## Passage shown
The Palace of Augustin (Spanish: Palacio Augustin) is a palace located in Vitoria-Gazteiz, Álava, Spain, in Fray Francisco promenade, 8.

The palace was built in 1912 by the architects Julián de Apraiz and Javier Luque, designers of the New Cathedral of Vitoria-Gazteiz. They followed the taste of the wealthy families of that time. It was Don Ricardo de Augustin, developer of many other buildings, who ordered its construction.

The Palace of Augustin is currently the Museum of Fine Art. The museum is devoted to Spanish art from the 17th to the 20th centuries, as well as Basque art from 1850 to 1950.

It was declared Bien de Interés Cultural in 1962.

History

Origin

In 1912 the Augustin-Zulueta matrimony (Elvira Zulueta and Ricardo de Augustin) begun the construction of their private dwelling in the Fray Francisco promenade. Elvira came from a wealthy family, and after his marriage with the lawyer from Madrid Ricardo de Augustin in 1905, they both decided to erect their personal palace in the noble zone of Vitoria-Gazteiz.

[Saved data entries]
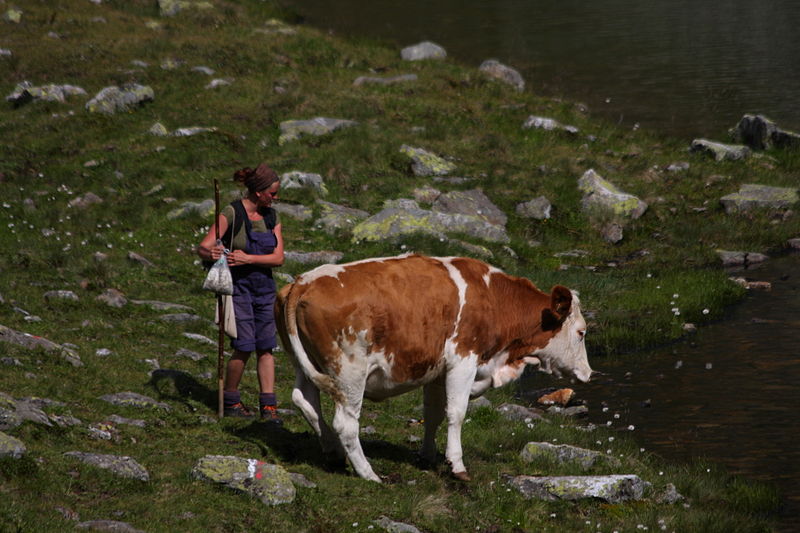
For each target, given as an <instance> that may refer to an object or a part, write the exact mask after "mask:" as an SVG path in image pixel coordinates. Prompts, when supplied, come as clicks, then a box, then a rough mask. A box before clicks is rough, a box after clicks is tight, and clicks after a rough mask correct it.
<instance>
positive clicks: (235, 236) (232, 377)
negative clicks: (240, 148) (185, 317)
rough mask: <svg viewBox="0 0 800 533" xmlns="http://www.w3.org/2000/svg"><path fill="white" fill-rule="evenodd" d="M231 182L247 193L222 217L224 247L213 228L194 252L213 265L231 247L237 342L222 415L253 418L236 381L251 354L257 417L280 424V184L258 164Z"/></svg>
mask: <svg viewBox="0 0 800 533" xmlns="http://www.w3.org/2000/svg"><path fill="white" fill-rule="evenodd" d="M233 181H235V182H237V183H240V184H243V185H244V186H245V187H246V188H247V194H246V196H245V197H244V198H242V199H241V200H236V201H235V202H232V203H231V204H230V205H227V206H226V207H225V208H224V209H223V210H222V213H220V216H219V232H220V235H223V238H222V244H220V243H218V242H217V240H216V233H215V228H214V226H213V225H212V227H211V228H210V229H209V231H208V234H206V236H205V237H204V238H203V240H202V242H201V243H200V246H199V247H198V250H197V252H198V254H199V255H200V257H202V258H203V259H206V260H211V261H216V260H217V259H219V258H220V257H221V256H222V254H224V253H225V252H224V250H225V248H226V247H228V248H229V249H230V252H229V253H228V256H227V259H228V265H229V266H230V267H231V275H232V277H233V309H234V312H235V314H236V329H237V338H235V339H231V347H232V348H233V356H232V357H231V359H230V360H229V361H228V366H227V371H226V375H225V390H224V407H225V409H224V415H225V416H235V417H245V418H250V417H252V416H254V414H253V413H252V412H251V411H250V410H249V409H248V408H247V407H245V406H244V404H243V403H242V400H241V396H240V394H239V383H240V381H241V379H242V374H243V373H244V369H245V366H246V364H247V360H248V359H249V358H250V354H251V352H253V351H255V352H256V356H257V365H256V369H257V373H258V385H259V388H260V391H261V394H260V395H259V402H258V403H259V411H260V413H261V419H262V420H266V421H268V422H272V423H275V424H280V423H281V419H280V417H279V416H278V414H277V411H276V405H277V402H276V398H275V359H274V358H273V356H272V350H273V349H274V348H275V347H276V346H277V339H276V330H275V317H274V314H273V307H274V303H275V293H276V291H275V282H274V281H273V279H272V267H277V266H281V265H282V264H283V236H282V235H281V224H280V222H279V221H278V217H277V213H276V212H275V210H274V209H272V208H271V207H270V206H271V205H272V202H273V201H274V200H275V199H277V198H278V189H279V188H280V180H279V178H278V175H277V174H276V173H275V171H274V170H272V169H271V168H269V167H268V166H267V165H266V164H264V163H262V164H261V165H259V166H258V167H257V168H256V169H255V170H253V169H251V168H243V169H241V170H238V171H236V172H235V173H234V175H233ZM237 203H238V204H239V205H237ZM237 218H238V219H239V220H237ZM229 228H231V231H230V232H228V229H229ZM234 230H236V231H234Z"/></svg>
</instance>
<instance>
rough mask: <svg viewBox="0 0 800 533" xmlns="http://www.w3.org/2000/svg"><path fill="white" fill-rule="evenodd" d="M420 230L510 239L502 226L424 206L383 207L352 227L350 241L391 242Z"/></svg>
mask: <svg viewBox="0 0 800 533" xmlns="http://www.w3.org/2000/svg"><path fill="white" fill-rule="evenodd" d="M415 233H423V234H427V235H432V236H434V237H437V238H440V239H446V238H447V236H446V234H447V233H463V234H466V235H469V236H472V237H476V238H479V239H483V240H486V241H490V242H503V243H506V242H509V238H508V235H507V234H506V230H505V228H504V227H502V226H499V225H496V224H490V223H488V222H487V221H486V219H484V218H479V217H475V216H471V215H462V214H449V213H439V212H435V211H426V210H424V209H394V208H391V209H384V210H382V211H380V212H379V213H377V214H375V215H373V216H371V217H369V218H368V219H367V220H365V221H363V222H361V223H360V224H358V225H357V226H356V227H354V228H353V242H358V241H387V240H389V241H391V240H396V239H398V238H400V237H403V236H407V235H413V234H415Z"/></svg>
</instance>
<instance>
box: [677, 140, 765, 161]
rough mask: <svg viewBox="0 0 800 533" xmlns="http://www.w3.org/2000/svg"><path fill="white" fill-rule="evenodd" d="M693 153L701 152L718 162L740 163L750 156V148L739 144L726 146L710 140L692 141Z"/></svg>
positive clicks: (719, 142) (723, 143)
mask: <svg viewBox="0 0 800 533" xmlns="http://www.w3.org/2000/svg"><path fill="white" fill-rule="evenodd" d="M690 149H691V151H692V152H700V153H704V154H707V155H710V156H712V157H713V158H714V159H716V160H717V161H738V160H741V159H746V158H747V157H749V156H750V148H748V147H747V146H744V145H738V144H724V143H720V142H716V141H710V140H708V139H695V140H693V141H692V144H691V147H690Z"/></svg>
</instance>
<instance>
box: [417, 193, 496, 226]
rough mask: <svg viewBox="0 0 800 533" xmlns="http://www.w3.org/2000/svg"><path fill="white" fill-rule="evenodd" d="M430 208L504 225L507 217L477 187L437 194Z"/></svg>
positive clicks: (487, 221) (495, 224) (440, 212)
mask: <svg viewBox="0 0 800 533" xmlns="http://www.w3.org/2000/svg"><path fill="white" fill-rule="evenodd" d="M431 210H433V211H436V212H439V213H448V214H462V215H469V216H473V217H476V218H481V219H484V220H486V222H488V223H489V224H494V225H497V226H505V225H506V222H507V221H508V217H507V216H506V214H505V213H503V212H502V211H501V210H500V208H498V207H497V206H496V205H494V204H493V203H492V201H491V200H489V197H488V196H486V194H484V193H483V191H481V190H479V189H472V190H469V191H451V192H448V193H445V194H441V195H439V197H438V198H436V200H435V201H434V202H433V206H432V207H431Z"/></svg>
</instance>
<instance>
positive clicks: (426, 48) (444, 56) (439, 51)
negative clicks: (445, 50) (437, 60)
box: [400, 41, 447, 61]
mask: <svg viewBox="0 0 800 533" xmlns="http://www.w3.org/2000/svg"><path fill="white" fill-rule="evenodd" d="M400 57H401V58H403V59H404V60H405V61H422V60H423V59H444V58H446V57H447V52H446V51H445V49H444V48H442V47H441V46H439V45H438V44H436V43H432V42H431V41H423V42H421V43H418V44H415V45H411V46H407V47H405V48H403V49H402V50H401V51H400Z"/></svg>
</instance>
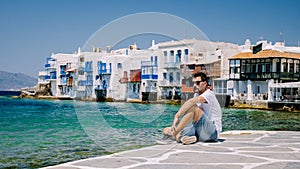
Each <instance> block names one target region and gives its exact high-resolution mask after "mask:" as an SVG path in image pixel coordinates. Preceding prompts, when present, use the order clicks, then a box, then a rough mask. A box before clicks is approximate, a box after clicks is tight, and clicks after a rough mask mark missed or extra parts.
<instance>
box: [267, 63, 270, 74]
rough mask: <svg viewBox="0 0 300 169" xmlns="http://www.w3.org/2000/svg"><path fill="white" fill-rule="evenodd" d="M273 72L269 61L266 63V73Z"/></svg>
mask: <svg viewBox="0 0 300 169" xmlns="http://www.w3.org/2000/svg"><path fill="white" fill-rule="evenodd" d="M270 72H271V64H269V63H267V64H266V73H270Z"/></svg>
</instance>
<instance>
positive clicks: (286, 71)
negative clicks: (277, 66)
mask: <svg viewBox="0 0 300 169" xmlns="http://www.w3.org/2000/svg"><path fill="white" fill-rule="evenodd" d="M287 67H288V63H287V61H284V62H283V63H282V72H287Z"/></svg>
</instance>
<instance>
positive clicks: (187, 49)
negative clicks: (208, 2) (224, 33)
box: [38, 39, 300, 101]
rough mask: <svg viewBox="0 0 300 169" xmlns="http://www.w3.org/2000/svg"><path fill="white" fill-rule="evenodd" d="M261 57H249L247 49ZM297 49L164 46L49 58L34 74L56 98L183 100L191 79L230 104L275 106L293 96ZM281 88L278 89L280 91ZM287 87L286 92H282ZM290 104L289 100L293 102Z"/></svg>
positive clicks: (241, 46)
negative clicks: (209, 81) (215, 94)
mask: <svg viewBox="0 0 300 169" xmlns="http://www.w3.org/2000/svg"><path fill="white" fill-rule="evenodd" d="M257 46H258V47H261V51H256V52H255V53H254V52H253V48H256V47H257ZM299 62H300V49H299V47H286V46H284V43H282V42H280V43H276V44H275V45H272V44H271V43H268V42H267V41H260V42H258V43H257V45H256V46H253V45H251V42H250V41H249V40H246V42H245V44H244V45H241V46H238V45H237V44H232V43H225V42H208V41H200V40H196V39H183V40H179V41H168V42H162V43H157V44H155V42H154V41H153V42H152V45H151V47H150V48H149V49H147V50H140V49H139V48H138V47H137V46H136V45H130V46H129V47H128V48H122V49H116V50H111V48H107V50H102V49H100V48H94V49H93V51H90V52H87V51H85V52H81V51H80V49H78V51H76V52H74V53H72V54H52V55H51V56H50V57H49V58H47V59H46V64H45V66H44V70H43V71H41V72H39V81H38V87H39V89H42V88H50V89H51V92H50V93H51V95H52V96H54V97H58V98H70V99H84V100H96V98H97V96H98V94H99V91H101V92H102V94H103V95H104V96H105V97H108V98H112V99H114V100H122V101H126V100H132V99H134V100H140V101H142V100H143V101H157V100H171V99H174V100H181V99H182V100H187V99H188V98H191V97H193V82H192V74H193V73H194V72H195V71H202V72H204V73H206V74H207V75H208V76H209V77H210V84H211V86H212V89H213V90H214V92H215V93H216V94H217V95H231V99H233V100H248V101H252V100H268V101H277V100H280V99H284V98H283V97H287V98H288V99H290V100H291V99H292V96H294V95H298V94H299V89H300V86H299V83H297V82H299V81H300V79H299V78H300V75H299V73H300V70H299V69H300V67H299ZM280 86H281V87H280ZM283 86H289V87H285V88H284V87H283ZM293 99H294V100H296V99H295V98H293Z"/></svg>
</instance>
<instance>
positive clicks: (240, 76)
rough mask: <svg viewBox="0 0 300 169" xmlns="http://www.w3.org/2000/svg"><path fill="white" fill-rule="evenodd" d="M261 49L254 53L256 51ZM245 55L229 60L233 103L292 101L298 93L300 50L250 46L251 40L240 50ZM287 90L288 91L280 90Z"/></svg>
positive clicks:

--

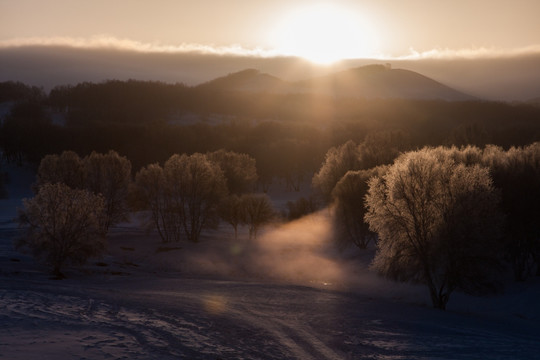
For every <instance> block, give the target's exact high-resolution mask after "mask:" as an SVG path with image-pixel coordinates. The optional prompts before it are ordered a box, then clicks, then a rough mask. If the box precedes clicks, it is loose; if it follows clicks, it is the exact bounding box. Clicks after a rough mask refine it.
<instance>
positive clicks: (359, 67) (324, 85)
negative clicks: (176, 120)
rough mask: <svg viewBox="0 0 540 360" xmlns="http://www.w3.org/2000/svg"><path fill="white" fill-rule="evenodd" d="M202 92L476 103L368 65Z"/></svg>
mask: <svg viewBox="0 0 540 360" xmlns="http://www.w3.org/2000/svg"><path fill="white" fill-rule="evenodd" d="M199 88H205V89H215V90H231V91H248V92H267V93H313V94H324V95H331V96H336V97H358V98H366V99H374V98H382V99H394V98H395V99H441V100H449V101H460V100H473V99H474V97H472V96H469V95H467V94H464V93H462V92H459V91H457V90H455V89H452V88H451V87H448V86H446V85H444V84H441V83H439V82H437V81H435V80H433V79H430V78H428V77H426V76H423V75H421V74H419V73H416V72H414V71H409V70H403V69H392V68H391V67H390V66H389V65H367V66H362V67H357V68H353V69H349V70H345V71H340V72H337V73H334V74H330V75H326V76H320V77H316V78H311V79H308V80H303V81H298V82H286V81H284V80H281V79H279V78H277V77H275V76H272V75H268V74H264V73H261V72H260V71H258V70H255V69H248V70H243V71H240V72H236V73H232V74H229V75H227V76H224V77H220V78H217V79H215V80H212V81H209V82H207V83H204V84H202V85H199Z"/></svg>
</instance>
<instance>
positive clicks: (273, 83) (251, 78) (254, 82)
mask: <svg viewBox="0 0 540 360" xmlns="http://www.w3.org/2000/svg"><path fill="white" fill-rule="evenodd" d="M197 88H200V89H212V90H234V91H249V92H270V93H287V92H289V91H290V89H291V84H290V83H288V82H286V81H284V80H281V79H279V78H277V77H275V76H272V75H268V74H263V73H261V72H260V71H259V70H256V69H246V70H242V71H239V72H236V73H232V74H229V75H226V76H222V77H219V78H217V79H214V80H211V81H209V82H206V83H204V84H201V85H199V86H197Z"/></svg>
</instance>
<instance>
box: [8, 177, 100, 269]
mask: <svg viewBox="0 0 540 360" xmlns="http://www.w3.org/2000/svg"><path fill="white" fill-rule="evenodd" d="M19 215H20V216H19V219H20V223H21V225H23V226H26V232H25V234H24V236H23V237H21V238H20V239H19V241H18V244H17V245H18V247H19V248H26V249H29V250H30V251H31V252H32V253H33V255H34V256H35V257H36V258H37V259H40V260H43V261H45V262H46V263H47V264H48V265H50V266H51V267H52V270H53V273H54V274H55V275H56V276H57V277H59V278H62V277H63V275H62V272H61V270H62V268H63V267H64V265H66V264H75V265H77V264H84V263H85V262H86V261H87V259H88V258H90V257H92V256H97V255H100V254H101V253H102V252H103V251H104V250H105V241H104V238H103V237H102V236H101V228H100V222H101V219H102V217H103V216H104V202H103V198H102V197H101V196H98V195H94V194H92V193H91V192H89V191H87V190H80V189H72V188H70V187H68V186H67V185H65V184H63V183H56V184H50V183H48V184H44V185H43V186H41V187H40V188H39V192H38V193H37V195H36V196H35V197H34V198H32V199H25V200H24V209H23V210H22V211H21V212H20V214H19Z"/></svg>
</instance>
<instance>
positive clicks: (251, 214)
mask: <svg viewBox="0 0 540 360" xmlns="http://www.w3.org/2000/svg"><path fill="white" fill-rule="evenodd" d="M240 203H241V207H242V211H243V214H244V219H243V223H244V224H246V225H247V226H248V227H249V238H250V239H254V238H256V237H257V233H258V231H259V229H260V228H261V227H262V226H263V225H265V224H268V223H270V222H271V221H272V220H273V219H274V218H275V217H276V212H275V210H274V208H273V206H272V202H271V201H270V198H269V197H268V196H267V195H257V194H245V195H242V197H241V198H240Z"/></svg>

## Required action A
Please reproduce word for word the part of the passage about the Palace of Augustin that begins at the words "The Palace of Augustin is" and stops after the words "zone of Vitoria-Gazteiz.".
## Required action B
Answer these questions from the passage about the Palace of Augustin:
(i) In what year was the palace declared Bien de Interés Cultural?
(ii) Which architects built the palace?
(iii) What span of years does the museum's Basque art cover?

## Your response A
The Palace of Augustin is currently the Museum of Fine Art. The museum is devoted to Spanish art from the 17th to the 20th centuries, as well as Basque art from 1850 to 1950.

It was declared Bien de Interés Cultural in 1962.

History

Origin

In 1912 the Augustin-Zulueta matrimony (Elvira Zulueta and Ricardo de Augustin) begun the construction of their private dwelling in the Fray Francisco promenade. Elvira came from a wealthy family, and after his marriage with the lawyer from Madrid Ricardo de Augustin in 1905, they both decided to erect their personal palace in the noble zone of Vitoria-Gazteiz.

## Your response B
(i) 1962
(ii) Julián de Apraiz and Javier Luque
(iii) 1850 to 1950